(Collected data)
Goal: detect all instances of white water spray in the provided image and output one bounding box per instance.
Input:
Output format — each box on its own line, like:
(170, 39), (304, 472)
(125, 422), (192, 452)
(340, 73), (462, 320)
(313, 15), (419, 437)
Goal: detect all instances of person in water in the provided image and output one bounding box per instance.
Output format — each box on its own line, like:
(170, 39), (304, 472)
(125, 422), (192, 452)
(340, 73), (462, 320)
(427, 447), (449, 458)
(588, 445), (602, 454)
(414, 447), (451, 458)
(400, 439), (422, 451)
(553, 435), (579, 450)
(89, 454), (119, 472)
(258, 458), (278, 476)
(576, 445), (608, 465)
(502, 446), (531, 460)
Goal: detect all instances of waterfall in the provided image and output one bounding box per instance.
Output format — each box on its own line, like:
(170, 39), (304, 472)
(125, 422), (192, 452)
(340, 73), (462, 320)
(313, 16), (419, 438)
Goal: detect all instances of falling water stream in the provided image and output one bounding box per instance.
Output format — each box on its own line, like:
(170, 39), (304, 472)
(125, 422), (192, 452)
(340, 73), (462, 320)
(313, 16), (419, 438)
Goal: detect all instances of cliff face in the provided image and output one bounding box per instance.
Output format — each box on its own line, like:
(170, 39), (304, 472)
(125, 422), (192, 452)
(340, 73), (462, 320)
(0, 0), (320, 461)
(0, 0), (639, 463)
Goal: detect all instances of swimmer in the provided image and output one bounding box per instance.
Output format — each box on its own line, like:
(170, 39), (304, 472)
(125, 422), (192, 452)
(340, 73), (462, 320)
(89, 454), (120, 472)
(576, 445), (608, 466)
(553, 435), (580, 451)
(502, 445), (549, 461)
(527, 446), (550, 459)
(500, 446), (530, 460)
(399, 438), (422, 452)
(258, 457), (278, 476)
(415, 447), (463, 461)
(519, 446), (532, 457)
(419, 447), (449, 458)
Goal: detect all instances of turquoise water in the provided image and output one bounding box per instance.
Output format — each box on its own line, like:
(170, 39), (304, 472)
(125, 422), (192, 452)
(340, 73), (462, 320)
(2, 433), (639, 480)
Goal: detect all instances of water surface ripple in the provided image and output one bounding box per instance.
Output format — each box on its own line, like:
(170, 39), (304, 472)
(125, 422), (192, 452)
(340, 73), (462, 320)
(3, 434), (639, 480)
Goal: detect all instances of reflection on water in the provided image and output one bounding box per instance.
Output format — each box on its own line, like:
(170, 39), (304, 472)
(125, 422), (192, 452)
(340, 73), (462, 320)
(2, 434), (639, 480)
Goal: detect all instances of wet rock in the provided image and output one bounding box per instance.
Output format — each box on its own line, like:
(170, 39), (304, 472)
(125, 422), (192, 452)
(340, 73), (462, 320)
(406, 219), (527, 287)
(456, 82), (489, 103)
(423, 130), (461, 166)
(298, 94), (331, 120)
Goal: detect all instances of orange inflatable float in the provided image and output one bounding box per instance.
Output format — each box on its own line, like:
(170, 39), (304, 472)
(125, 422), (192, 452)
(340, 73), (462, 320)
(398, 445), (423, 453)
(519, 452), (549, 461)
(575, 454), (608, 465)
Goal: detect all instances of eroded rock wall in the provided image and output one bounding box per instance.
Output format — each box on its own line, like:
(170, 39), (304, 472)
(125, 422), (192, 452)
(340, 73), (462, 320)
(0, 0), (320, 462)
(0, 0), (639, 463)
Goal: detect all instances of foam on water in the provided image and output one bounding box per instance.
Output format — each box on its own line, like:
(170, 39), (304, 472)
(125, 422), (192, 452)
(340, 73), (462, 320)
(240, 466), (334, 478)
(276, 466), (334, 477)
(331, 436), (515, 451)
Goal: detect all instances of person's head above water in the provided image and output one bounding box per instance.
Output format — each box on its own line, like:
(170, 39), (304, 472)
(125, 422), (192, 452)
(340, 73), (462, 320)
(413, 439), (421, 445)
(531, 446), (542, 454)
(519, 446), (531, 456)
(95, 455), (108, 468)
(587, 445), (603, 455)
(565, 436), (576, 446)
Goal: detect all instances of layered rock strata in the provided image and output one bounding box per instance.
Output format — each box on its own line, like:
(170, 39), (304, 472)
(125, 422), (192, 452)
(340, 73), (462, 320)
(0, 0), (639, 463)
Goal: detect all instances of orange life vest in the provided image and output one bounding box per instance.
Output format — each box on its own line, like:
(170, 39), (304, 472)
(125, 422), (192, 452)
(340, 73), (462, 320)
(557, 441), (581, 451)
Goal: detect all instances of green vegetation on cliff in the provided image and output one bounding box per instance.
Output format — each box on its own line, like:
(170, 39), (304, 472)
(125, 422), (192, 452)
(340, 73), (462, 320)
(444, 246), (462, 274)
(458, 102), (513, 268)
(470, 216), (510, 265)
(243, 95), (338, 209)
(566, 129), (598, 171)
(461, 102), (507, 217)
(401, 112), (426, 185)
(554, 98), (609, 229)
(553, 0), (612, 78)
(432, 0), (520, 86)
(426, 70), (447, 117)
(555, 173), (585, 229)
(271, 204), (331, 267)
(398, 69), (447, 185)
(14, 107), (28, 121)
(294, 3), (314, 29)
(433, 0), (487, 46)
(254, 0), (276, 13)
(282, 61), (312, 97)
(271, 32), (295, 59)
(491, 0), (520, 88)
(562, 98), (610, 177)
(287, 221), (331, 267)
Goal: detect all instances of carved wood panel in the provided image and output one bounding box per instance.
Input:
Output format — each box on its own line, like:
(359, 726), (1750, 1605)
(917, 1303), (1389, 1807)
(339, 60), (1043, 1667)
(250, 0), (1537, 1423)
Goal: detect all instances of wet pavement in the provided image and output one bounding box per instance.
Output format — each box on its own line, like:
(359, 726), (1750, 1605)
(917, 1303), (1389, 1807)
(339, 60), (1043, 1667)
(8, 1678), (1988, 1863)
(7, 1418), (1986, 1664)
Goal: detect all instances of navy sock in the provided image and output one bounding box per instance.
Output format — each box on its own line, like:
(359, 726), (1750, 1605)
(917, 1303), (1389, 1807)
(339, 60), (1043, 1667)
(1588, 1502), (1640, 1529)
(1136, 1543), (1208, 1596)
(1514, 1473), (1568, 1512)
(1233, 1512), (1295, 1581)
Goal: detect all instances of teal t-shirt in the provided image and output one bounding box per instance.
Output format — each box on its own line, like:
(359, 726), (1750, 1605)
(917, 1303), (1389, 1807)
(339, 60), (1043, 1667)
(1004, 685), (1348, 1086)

Work request =>
Full repetition needed. Write out every entry above exactly as given.

Response to this task =>
Goal: detect all instances of white water spray in the provided image and output one bounding box per instance.
Input:
Output format — each box on its own line, like:
(170, 39), (304, 472)
(125, 422), (192, 452)
(340, 73), (462, 320)
(313, 15), (419, 437)
Goal: detect all instances of person in water in the provided image and output one bounding box per instance.
Output format — each box on its own line, like:
(170, 39), (304, 472)
(125, 422), (192, 452)
(340, 73), (462, 320)
(427, 447), (449, 458)
(588, 445), (602, 454)
(414, 447), (451, 458)
(400, 439), (422, 451)
(553, 435), (579, 450)
(89, 454), (119, 472)
(258, 458), (278, 476)
(576, 445), (608, 465)
(502, 446), (531, 460)
Goal: detect all instances of waterfall in the provided image and output one bounding box per instance.
Output format — each box on its own line, like:
(170, 39), (304, 472)
(125, 422), (192, 452)
(340, 73), (462, 320)
(313, 16), (419, 438)
Goal: detect all instances of falling water stream in the provided image and output one bounding box per instance.
Output format — each box on its own line, like:
(170, 39), (304, 472)
(125, 422), (192, 452)
(340, 73), (462, 320)
(313, 16), (419, 438)
Goal: detect all instances of cliff face in the provided image and output one bounding box per instance.
Output format — each box on its own line, like:
(170, 39), (304, 472)
(125, 422), (192, 452)
(340, 73), (462, 320)
(0, 0), (320, 461)
(0, 0), (639, 463)
Goal: detect all instances of swimmer in the provided image and output one bounding box per instance.
Output format — each box on its own line, like:
(170, 39), (304, 472)
(125, 422), (192, 452)
(340, 73), (462, 320)
(89, 454), (120, 472)
(576, 445), (608, 466)
(553, 435), (580, 451)
(502, 445), (549, 461)
(527, 446), (550, 459)
(500, 446), (530, 460)
(399, 438), (422, 452)
(258, 457), (278, 476)
(415, 447), (463, 461)
(519, 446), (532, 457)
(419, 447), (449, 458)
Goal: detect all instances of turquoise water in the provided image and output one bounding box per instance.
Output format — each box on its own line, like:
(170, 39), (304, 472)
(125, 422), (192, 452)
(340, 73), (462, 320)
(2, 433), (639, 480)
Goal: detect all instances of water surface ripple in the provided image and output one bounding box per instance.
Output format — each box on its own line, like:
(170, 39), (304, 472)
(125, 422), (192, 452)
(340, 73), (462, 320)
(3, 434), (639, 480)
Goal: detect all instances of reflection on water in the provided image and output one bounding box per instance.
Output format — each box on its own line, like:
(170, 39), (304, 472)
(125, 422), (192, 452)
(340, 73), (462, 320)
(2, 434), (639, 480)
Goal: detect all instances of wet rock in the provided image and output one bounding box per instance.
Output format — each box on its own line, like:
(170, 39), (304, 472)
(125, 422), (192, 452)
(340, 73), (462, 320)
(406, 219), (527, 287)
(456, 82), (489, 103)
(423, 130), (461, 166)
(298, 94), (331, 120)
Goal: detect all instances of orange inflatable float in the provided image and output one bounding box per instance.
Output format — each box on its own line, like:
(170, 39), (304, 472)
(125, 422), (192, 452)
(340, 73), (462, 320)
(398, 445), (423, 453)
(519, 452), (549, 461)
(575, 454), (608, 465)
Goal: detect all instances of eroded rock wall in the provided image and output one bounding box per instance.
Output format — each box on its own line, like:
(170, 39), (304, 472)
(125, 422), (192, 452)
(340, 73), (462, 320)
(0, 0), (320, 462)
(0, 0), (639, 463)
Goal: detect all instances of foam on water in the provided image and output one bounding box per instance.
Output format — each box on its own line, like:
(170, 39), (304, 472)
(125, 422), (192, 452)
(340, 73), (462, 320)
(240, 466), (334, 478)
(276, 466), (334, 477)
(331, 436), (515, 451)
Goal: detect all instances of person's head above water in the provided image and output one bounding box per instance.
Output format — each box on its own line, like:
(170, 39), (304, 472)
(125, 422), (192, 452)
(340, 73), (462, 320)
(413, 439), (421, 445)
(531, 446), (542, 454)
(519, 446), (531, 456)
(95, 455), (108, 468)
(587, 445), (603, 455)
(565, 436), (576, 446)
Goal: detect all instances of layered rock strata in the provided image and output one bounding box per instance.
Output format — each box on its own line, like:
(170, 39), (304, 472)
(125, 422), (192, 452)
(340, 73), (462, 320)
(0, 0), (639, 463)
Goal: detect all instances of orange life vest in the provided image and output one bounding box per instance.
Output format — each box on its own line, like:
(170, 39), (304, 472)
(125, 422), (192, 452)
(340, 73), (462, 320)
(557, 441), (581, 451)
Goal: detect all instances of green vegetation on cliff in the provided image and output one bounding box per instance.
Output format — each box on its own line, like:
(170, 39), (304, 472)
(125, 422), (192, 452)
(340, 73), (462, 320)
(444, 246), (462, 274)
(458, 102), (513, 268)
(470, 216), (510, 265)
(243, 95), (338, 209)
(566, 129), (598, 171)
(461, 102), (507, 217)
(401, 112), (426, 185)
(554, 98), (609, 229)
(553, 0), (612, 78)
(432, 0), (520, 86)
(426, 70), (447, 117)
(555, 173), (585, 229)
(271, 204), (331, 267)
(398, 69), (447, 185)
(14, 107), (28, 121)
(294, 3), (314, 29)
(433, 0), (487, 46)
(254, 0), (276, 13)
(282, 61), (312, 97)
(271, 32), (295, 59)
(491, 0), (520, 88)
(562, 98), (610, 177)
(287, 221), (331, 267)
Goal: detect all instances of carved wood panel in the provided image and output one bounding box per instance.
Input:
Output format — each box on its own line, like:
(359, 726), (1750, 1605)
(917, 1303), (1389, 1807)
(339, 60), (1043, 1667)
(250, 0), (1537, 1423)
Goal: detect all instances of wet pavement in the provided image and output one bounding box per instance.
Output format — each box on its own line, like:
(359, 726), (1750, 1605)
(917, 1303), (1389, 1807)
(339, 60), (1043, 1667)
(8, 1678), (1988, 1863)
(7, 1418), (1986, 1664)
Goal: detect all instances of navy sock in the provided image and output one bounding box per instance.
Output format — each box on its own line, like:
(359, 726), (1750, 1605)
(917, 1303), (1389, 1807)
(339, 60), (1043, 1667)
(1588, 1502), (1640, 1529)
(1136, 1543), (1208, 1596)
(1514, 1473), (1568, 1512)
(1233, 1512), (1295, 1581)
Goal: detect all instances of teal t-shirt in the provided image and output one bounding box per instance.
Output format — each box on its own line, like:
(359, 726), (1750, 1605)
(917, 1303), (1389, 1807)
(339, 60), (1043, 1667)
(1004, 685), (1348, 1086)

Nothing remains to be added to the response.